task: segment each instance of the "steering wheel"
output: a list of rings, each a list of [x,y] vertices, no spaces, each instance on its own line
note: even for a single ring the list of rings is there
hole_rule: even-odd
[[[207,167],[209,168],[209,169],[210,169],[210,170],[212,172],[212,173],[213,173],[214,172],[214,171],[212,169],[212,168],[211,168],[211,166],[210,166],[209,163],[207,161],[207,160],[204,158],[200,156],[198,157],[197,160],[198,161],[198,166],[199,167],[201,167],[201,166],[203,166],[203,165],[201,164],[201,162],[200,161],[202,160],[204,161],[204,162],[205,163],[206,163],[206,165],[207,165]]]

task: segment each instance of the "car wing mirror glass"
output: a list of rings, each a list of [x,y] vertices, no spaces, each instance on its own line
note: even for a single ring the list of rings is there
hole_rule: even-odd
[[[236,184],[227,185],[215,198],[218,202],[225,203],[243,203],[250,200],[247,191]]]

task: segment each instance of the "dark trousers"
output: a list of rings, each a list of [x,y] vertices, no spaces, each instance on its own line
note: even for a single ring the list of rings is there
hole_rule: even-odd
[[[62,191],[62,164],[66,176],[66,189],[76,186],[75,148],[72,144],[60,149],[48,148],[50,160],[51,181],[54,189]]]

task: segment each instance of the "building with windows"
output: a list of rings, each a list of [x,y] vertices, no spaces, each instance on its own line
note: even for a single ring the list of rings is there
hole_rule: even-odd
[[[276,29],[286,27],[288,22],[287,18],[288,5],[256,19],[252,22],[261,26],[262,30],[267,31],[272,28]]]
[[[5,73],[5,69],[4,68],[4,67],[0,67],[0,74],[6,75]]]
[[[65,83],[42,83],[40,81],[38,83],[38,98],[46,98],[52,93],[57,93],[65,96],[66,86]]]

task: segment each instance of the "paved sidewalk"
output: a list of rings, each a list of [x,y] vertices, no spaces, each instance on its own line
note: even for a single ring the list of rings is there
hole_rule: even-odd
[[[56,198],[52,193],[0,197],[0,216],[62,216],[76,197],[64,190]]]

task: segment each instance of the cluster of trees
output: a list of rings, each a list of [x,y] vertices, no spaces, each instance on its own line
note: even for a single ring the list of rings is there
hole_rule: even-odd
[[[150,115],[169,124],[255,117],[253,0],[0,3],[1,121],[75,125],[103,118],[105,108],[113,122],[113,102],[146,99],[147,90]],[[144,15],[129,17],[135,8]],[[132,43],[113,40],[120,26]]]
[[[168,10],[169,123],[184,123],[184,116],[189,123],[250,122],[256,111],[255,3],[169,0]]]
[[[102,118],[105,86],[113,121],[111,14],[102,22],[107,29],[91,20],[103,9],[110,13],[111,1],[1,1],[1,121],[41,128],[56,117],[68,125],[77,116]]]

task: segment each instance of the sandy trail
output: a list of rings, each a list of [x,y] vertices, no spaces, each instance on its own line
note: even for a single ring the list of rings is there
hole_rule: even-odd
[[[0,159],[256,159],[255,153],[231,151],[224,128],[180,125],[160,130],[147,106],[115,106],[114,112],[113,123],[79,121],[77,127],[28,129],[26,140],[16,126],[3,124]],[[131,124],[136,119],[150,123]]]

* * *

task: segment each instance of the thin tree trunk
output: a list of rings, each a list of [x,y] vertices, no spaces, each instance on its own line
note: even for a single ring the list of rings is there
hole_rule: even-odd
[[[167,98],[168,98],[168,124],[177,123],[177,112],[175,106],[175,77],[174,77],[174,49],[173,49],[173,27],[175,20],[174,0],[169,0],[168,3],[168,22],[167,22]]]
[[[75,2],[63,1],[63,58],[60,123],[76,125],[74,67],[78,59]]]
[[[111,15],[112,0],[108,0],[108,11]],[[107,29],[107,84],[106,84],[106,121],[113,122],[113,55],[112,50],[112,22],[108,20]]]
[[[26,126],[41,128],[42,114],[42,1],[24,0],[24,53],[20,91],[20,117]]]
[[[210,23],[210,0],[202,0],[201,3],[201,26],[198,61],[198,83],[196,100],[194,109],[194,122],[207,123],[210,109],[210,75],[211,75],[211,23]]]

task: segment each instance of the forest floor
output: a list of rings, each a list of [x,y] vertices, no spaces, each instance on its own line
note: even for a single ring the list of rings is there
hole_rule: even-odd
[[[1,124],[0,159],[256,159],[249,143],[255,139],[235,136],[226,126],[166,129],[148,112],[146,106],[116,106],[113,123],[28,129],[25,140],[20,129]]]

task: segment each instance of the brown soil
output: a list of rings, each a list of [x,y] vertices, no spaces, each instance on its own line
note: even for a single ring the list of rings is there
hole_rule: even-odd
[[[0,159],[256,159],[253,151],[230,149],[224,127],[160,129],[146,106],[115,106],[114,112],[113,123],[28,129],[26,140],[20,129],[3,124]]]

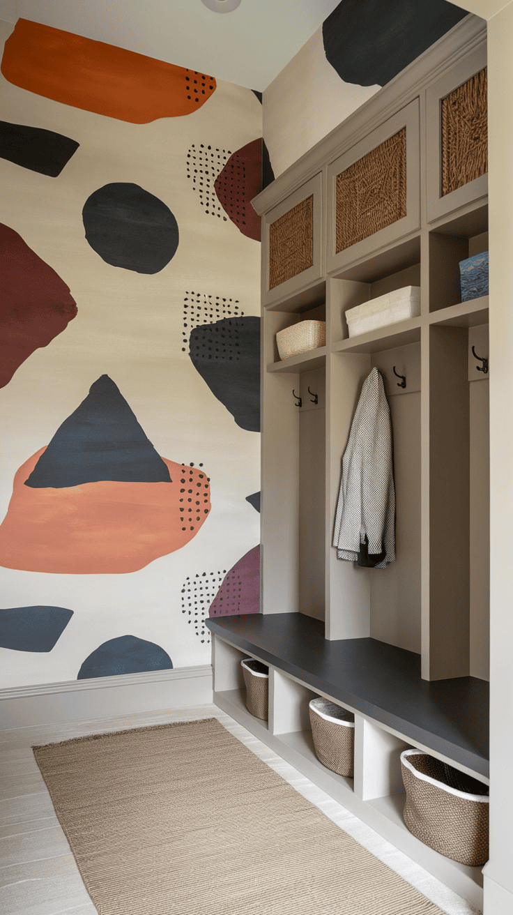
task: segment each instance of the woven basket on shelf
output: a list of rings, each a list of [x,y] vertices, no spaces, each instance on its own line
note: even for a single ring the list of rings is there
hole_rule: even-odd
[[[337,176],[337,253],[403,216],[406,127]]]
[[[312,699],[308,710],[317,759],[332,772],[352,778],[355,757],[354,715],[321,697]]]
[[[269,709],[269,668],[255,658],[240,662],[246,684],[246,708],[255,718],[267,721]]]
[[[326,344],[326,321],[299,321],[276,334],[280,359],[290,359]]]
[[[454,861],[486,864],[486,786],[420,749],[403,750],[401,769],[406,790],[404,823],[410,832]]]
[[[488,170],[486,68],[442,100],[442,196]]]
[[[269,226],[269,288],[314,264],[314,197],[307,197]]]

[Exercise objective] Copy the lines above word for word, starting at the line that contains "task: segment each instance of the thin" and ending at the line that contains "[[[75,2],[63,1],[63,58],[60,123],[76,125],[74,67],[78,59]]]", including both of those lines.

[Finished answer]
task: segment each instance of the thin tree trunk
output: a list of rings, each a list of [x,y] vertices, no spaces, each instance on its own line
note: even for a single ring the list of rings is there
hole_rule: even-odd
[[[167,98],[168,98],[168,124],[177,123],[177,112],[175,106],[175,77],[174,77],[174,49],[173,49],[173,27],[175,20],[174,0],[169,0],[168,3],[168,22],[167,22]]]
[[[75,2],[63,1],[63,58],[60,123],[76,125],[74,67],[78,59]]]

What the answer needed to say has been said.